| THE RECORDS |
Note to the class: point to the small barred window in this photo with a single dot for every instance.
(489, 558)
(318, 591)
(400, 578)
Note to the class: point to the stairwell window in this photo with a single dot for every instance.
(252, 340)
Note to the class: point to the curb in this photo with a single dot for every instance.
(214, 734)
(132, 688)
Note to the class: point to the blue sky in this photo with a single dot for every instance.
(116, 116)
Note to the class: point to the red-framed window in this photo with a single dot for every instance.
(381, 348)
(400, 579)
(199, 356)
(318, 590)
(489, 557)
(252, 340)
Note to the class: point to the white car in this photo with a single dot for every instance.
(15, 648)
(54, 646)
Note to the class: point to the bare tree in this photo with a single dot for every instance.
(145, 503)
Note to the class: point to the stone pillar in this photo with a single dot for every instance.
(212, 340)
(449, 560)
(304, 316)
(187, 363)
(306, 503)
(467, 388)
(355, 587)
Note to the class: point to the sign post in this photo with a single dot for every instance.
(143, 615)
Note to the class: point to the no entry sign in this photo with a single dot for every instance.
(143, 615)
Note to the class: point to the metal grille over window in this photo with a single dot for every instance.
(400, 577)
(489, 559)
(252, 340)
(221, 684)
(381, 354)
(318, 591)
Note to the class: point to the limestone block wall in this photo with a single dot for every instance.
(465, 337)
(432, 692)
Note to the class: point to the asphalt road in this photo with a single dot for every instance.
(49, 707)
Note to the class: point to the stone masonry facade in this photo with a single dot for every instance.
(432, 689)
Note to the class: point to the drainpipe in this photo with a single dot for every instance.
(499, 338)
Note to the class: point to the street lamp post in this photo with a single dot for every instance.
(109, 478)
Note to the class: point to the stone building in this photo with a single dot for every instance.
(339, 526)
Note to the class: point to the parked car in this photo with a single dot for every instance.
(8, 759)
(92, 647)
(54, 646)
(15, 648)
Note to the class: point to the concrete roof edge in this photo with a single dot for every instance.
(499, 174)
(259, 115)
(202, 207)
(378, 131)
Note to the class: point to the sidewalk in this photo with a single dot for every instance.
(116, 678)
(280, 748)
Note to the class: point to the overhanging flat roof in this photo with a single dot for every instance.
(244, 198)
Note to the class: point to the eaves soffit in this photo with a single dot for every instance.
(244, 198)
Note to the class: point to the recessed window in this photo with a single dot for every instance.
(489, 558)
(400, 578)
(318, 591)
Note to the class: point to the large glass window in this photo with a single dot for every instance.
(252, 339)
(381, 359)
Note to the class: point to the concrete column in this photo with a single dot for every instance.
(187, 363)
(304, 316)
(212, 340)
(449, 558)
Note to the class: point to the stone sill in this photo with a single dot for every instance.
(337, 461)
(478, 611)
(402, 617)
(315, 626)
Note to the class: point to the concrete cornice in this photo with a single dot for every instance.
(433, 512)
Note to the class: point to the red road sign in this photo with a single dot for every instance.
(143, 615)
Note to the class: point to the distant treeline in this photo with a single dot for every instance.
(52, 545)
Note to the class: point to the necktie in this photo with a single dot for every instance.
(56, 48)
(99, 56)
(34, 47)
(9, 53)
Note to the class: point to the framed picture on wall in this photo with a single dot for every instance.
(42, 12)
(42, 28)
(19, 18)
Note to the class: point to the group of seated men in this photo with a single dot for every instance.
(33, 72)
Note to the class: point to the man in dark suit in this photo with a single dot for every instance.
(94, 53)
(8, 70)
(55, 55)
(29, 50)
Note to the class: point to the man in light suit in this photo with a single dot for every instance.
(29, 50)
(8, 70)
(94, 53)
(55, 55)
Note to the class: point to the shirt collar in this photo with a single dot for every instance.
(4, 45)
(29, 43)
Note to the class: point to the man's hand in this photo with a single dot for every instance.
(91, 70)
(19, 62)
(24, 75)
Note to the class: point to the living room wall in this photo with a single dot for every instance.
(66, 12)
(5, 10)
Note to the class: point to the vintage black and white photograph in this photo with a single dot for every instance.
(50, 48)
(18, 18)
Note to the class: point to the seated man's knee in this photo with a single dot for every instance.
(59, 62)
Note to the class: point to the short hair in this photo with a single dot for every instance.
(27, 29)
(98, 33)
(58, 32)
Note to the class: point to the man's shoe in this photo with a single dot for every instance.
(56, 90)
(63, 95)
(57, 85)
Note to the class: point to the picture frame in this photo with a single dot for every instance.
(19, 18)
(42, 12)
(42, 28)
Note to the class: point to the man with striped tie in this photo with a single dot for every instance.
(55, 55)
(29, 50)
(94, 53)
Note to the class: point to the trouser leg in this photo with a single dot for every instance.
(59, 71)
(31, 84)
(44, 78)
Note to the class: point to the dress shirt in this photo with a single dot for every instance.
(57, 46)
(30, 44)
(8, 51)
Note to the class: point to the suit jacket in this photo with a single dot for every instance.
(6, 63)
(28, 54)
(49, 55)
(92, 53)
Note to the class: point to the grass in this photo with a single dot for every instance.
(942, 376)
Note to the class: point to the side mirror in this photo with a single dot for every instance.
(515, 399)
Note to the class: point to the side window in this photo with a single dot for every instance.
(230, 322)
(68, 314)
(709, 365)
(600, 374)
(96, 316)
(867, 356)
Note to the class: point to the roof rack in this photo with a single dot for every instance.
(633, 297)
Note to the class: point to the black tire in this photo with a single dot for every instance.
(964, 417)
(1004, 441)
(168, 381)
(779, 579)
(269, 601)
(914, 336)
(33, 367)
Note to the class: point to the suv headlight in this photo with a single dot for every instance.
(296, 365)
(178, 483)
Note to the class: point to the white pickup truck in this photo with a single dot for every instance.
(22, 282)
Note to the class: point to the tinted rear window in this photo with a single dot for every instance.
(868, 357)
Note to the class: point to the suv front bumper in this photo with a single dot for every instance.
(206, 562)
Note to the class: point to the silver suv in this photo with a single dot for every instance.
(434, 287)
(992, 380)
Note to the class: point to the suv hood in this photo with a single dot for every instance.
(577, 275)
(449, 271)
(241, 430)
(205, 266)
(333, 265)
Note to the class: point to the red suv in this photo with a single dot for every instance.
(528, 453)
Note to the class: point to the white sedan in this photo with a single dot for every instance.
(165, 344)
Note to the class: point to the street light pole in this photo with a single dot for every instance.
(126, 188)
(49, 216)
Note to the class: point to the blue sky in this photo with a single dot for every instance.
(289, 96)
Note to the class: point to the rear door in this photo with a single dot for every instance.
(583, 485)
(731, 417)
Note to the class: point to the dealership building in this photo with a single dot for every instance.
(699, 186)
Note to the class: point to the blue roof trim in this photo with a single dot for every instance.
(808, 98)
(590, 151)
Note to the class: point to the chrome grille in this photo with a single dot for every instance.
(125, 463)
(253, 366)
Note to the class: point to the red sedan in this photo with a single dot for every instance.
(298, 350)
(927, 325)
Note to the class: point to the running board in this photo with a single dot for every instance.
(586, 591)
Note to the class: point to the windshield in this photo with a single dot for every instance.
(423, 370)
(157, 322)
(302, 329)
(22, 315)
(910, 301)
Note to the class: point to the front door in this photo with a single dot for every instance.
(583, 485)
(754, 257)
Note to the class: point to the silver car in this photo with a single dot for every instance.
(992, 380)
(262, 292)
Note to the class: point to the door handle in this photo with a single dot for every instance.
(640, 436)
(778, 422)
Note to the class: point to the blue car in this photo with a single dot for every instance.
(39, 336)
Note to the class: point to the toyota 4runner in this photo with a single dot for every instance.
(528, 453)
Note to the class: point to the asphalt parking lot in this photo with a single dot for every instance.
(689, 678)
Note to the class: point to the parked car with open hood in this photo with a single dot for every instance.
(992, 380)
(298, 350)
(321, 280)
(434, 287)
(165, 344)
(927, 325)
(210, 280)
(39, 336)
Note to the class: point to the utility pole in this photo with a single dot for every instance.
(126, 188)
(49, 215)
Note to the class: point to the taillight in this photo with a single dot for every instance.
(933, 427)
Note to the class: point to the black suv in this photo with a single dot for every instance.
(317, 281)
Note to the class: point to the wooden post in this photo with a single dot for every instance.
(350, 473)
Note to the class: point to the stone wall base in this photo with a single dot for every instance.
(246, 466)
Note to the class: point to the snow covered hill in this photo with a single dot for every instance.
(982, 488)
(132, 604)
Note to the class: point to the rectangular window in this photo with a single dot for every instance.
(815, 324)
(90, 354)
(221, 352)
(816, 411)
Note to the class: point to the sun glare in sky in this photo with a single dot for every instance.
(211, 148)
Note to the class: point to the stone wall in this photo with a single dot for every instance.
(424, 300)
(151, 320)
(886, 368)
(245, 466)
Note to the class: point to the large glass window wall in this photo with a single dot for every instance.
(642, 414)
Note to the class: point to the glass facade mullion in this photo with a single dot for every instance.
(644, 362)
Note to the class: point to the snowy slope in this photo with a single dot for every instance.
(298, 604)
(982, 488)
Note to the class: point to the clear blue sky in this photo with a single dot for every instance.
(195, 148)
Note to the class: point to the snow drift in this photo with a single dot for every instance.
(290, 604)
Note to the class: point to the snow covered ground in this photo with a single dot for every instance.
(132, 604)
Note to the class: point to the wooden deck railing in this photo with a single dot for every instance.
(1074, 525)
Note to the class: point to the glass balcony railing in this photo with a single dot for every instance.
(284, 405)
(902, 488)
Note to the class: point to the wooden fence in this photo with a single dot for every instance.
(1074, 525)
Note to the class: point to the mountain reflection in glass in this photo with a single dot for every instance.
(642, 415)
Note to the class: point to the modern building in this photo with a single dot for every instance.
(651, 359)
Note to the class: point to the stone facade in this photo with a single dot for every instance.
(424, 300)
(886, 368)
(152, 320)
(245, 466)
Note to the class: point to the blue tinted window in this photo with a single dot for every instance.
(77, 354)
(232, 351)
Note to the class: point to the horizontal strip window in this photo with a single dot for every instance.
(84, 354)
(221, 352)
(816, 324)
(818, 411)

| DIRECTIONS |
What are the lines from the one containing "Note to the class: point to the wooden fence" to the end of the material above? Return them exactly, and only them.

| ANSWER SECTION |
Note to the class: point to the wooden fence in this photo with a single dot for every instance.
(1074, 525)
Note to the class: point to the mountain reflection in glass in this photo with a single dot for every instance.
(642, 415)
Note to the class: point to the modern building in this photo with a single dot for every instance.
(651, 359)
Note to the class: point to the stone facade in this photo with a single dot for every instance.
(424, 300)
(886, 368)
(152, 320)
(245, 466)
Note to the class: point to the blue tinted window in this photo with a single dot for every instance.
(77, 354)
(232, 351)
Note to the class: point to the horizontal strip window in this photo with a single dot for every instance.
(84, 354)
(221, 352)
(816, 324)
(818, 411)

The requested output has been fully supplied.